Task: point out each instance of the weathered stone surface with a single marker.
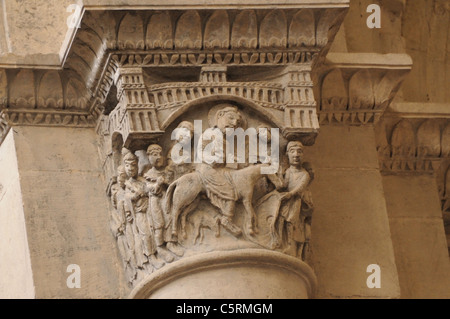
(138, 224)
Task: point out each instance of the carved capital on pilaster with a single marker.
(412, 145)
(358, 93)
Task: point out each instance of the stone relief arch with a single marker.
(188, 33)
(273, 30)
(217, 31)
(159, 31)
(403, 140)
(429, 139)
(264, 113)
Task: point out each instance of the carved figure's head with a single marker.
(228, 117)
(155, 157)
(264, 135)
(130, 162)
(294, 151)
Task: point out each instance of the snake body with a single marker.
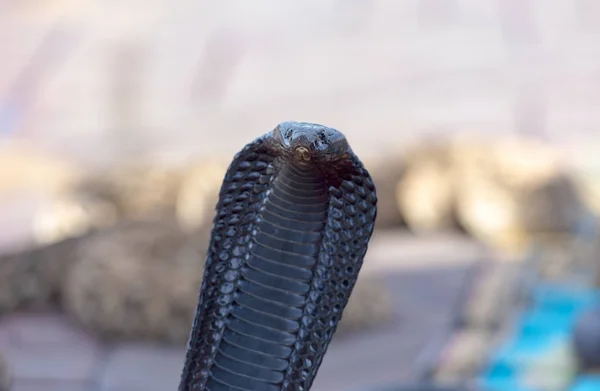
(294, 217)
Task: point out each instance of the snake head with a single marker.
(307, 142)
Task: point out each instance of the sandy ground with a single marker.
(48, 353)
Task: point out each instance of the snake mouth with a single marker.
(302, 153)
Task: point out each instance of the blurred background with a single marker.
(477, 119)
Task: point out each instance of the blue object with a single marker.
(586, 383)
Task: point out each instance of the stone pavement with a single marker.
(49, 353)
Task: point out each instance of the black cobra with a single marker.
(294, 218)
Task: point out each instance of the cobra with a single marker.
(293, 221)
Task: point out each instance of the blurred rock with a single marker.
(138, 190)
(32, 277)
(28, 169)
(5, 374)
(71, 216)
(425, 197)
(386, 174)
(464, 356)
(199, 192)
(424, 194)
(510, 191)
(137, 280)
(370, 306)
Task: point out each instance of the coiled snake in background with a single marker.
(295, 215)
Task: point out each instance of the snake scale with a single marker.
(293, 221)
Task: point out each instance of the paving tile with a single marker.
(44, 329)
(45, 385)
(142, 367)
(46, 347)
(66, 363)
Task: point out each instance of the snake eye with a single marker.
(278, 134)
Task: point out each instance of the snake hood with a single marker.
(293, 221)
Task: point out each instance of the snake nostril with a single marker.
(303, 153)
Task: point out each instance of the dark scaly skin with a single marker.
(294, 218)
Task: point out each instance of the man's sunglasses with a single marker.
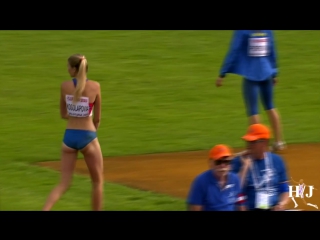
(219, 162)
(257, 141)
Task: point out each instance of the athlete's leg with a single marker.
(68, 162)
(250, 91)
(266, 90)
(295, 203)
(94, 160)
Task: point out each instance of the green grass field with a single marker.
(159, 95)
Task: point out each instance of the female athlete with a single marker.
(79, 97)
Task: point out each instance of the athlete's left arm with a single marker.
(283, 184)
(241, 197)
(273, 55)
(63, 107)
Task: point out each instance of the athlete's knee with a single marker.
(64, 186)
(252, 110)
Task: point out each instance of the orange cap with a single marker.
(256, 132)
(220, 151)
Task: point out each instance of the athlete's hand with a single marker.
(219, 82)
(279, 207)
(275, 81)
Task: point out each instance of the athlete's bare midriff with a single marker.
(91, 90)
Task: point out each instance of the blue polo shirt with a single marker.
(252, 55)
(206, 191)
(277, 174)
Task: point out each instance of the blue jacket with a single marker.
(252, 54)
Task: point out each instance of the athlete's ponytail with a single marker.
(81, 79)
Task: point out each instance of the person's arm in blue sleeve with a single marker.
(235, 45)
(196, 196)
(241, 168)
(273, 55)
(241, 197)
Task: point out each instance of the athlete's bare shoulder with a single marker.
(94, 83)
(66, 84)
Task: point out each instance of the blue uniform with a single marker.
(77, 138)
(252, 55)
(206, 191)
(276, 175)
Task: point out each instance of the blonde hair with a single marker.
(80, 63)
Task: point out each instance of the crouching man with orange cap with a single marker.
(263, 174)
(217, 189)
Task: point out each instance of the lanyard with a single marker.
(255, 173)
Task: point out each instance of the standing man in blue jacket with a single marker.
(252, 55)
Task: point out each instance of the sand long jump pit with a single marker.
(172, 173)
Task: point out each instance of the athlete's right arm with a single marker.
(235, 45)
(196, 196)
(63, 107)
(97, 109)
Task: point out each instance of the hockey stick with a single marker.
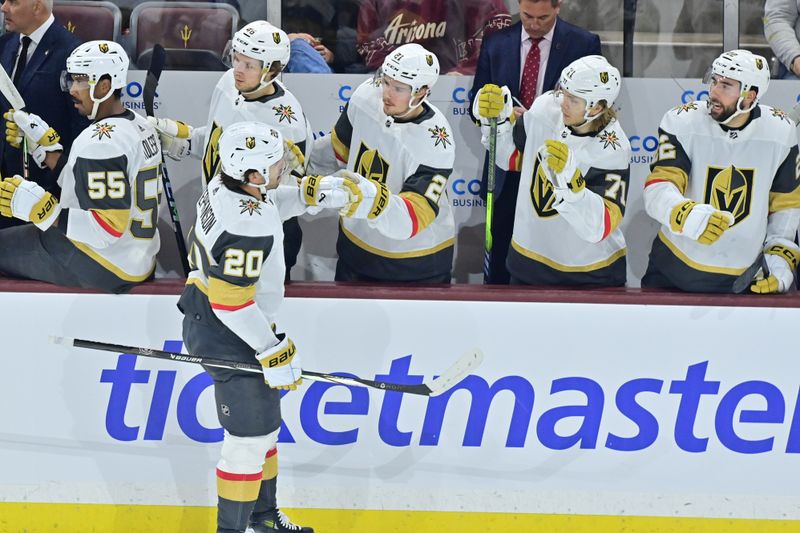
(431, 387)
(487, 249)
(148, 96)
(9, 90)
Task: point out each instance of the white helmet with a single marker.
(592, 78)
(246, 146)
(413, 65)
(96, 59)
(749, 69)
(265, 42)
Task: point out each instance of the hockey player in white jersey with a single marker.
(574, 160)
(230, 307)
(724, 186)
(102, 232)
(250, 91)
(400, 226)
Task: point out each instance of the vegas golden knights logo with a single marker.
(542, 192)
(730, 189)
(371, 165)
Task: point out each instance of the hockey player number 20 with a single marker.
(239, 263)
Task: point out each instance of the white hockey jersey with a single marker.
(413, 159)
(281, 110)
(749, 172)
(577, 243)
(111, 186)
(236, 256)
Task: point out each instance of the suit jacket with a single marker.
(40, 87)
(499, 62)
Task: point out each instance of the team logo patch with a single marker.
(609, 138)
(250, 206)
(371, 164)
(102, 129)
(541, 191)
(690, 106)
(284, 112)
(730, 189)
(440, 136)
(781, 114)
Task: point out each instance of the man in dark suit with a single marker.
(528, 57)
(37, 76)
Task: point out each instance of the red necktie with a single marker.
(530, 74)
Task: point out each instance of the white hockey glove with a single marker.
(493, 101)
(700, 222)
(368, 199)
(563, 173)
(175, 137)
(323, 192)
(26, 200)
(295, 160)
(281, 365)
(40, 136)
(782, 261)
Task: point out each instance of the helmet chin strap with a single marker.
(97, 101)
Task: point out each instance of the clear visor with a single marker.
(69, 81)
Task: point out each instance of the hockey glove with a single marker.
(781, 262)
(295, 160)
(175, 137)
(700, 222)
(368, 199)
(281, 365)
(323, 192)
(493, 101)
(26, 200)
(568, 182)
(41, 138)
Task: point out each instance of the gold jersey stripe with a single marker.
(694, 264)
(395, 255)
(568, 268)
(674, 175)
(111, 267)
(220, 292)
(778, 201)
(422, 209)
(342, 152)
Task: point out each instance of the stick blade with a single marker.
(453, 375)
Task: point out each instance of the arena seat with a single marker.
(89, 20)
(194, 34)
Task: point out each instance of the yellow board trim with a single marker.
(395, 255)
(694, 264)
(111, 267)
(568, 268)
(80, 518)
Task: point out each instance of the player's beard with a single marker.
(724, 114)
-------------------------
Print every record above exactly as written, leaving out the pictures.

* CORRECT OUTPUT:
Task: point out each instance of the weathered stone surface with a single marker.
(138, 224)
Task: point out each instance of the carved capital on pilaster with a single marker.
(412, 145)
(358, 93)
Task: point out each instance of the stone relief arch with a single marker.
(188, 33)
(273, 30)
(217, 31)
(159, 31)
(403, 140)
(429, 139)
(264, 113)
Task: point out each instance of the carved figure's head with a single marker.
(228, 117)
(155, 157)
(264, 135)
(130, 162)
(294, 151)
Task: point out each instance of the snake body with a single marker.
(294, 217)
Task: point out each instance of the snake head with a single marker.
(307, 142)
Task: point out each instance of the sandy ground with a single marker.
(48, 353)
Task: point out each instance of the snake mouth with a single marker.
(302, 153)
Task: point out each instance of the blurred background with a single marker.
(477, 119)
Task: point out each instance of the blue object with a single marker.
(586, 383)
Task: point out each instance of the stone pavement with a single marker.
(49, 353)
Task: point out each instance of the black cobra with a single marker.
(294, 218)
Task: point out each instance of the cobra with a single marker.
(293, 221)
Task: point out each instance of the blurred rock with a single marker.
(138, 190)
(32, 277)
(28, 169)
(5, 374)
(71, 216)
(425, 197)
(386, 174)
(464, 356)
(199, 192)
(424, 194)
(510, 191)
(137, 280)
(370, 306)
Task: point out each instance of the coiled snake in background with a single marker.
(295, 215)
Task: point out each instance of the snake scale with a single marker.
(293, 221)
Task: point out each instance of the paving tile with a single marker.
(44, 329)
(45, 385)
(142, 367)
(46, 347)
(66, 363)
Task: point out each instance of the snake eye with a single marker.
(278, 134)
Task: point out each instance of the snake hood with a single marker.
(293, 221)
Task: point out each instance of the snake nostril with a single marker.
(303, 153)
Task: point out each instance of the dark scaly skin with a single marker.
(294, 218)
Task: point out each instance of the man's sunglasses with a single marker.
(219, 162)
(257, 141)
Task: point out each instance of the athlete's leg with a single marker.
(68, 162)
(250, 91)
(266, 90)
(295, 203)
(94, 160)
Task: point out each instance of the green grass field with a single marker.
(159, 95)
Task: point out each instance of the female athlete with a single marker.
(79, 97)
Task: point out each instance of the athlete's left arm with a single marker.
(283, 184)
(241, 197)
(273, 55)
(63, 107)
Task: point out each instance of the athlete's knee with a single marker.
(64, 186)
(252, 110)
Task: point out each instance of the orange cap with a single marker.
(256, 132)
(220, 151)
Task: point out each instance of the athlete's hand with a single marker.
(219, 82)
(279, 207)
(275, 81)
Task: point out each instance of the athlete's bare midriff with a single marker.
(91, 90)
Task: point out each instance of the blue polo shirt with a single marker.
(252, 55)
(206, 191)
(277, 174)
Task: point out each instance of the blue jacket with a single marker.
(252, 54)
Task: point out each instance of the athlete's ponytail with a single marker.
(81, 79)
Task: point out each instance of the person's arm in blue sleeve with a single marker.
(235, 45)
(196, 196)
(241, 168)
(273, 55)
(241, 197)
Task: point out each instance of the athlete's bare shoulder with a single marker.
(94, 83)
(66, 84)
Task: point out each instance of the blue uniform with a single marker.
(77, 138)
(252, 55)
(206, 191)
(276, 175)
Task: point out each instance of the blonde hair with a single marker.
(80, 63)
Task: point out each instance of the crouching man with orange cap with a single marker.
(263, 174)
(217, 189)
Task: point out each instance of the lanyard with a single marker.
(255, 173)
Task: point out each instance of the standing man in blue jacket with a single marker.
(252, 55)
Task: point out each instance of the sand long jump pit with a single marker.
(172, 173)
Task: point out each instance of the athlete's right arm with a single marker.
(235, 45)
(196, 196)
(63, 107)
(97, 109)
Task: point out each instance of the hockey stick with a single marker.
(431, 387)
(487, 249)
(148, 96)
(9, 90)
Task: point out each instance of the white helmet with a single marker.
(592, 78)
(246, 146)
(413, 65)
(96, 59)
(749, 69)
(265, 42)
Task: point out each instance of the hockey player in white jersey with a single marker.
(574, 160)
(230, 307)
(724, 186)
(102, 232)
(250, 91)
(400, 226)
Task: point out each instance of the vegas golden knights logo with a single marker.
(542, 192)
(730, 189)
(371, 165)
Task: point out each instance of the hockey player number 20 with a single marker.
(239, 263)
Task: point out each instance of the white hockey jersey with a single marker.
(413, 159)
(281, 110)
(749, 172)
(577, 243)
(111, 186)
(236, 256)
Task: point out each instance of the suit jacket with a single marker.
(40, 87)
(499, 62)
Task: point out each instance of the team logo patch with a single marker.
(609, 138)
(250, 206)
(371, 164)
(102, 129)
(541, 191)
(690, 106)
(284, 112)
(730, 189)
(440, 136)
(781, 114)
Task: point out each instance of the man in dark suit with a single marker.
(528, 57)
(37, 76)
Task: point out each instance of the red necktie with a single marker.
(530, 74)
Task: point out each instance of the white hockey glove with a single marker.
(493, 101)
(700, 222)
(368, 199)
(563, 173)
(175, 137)
(323, 192)
(26, 200)
(295, 160)
(281, 365)
(40, 136)
(782, 261)
Task: point out each instance of the helmet chin strap with a single marker.
(97, 101)
Task: point out each instance of the clear visor with a single marker.
(69, 81)
Task: point out each instance of the hockey glove with a single marker.
(781, 262)
(295, 160)
(175, 137)
(700, 222)
(368, 199)
(281, 365)
(323, 192)
(493, 101)
(26, 200)
(568, 182)
(41, 138)
Task: point out each instance of the gold jersey stripe with a single marker.
(694, 264)
(395, 255)
(568, 268)
(674, 175)
(111, 267)
(220, 292)
(778, 201)
(422, 209)
(342, 152)
Task: point out each instance of the stick blade with a single marker.
(453, 375)
Task: point out each instance of the arena seat with a single marker.
(89, 20)
(194, 34)
Task: point out each instance of the yellow board trim with a single marker.
(395, 255)
(694, 264)
(111, 267)
(568, 268)
(80, 518)
Task: point out each instance of the player's beard with a single marker.
(724, 114)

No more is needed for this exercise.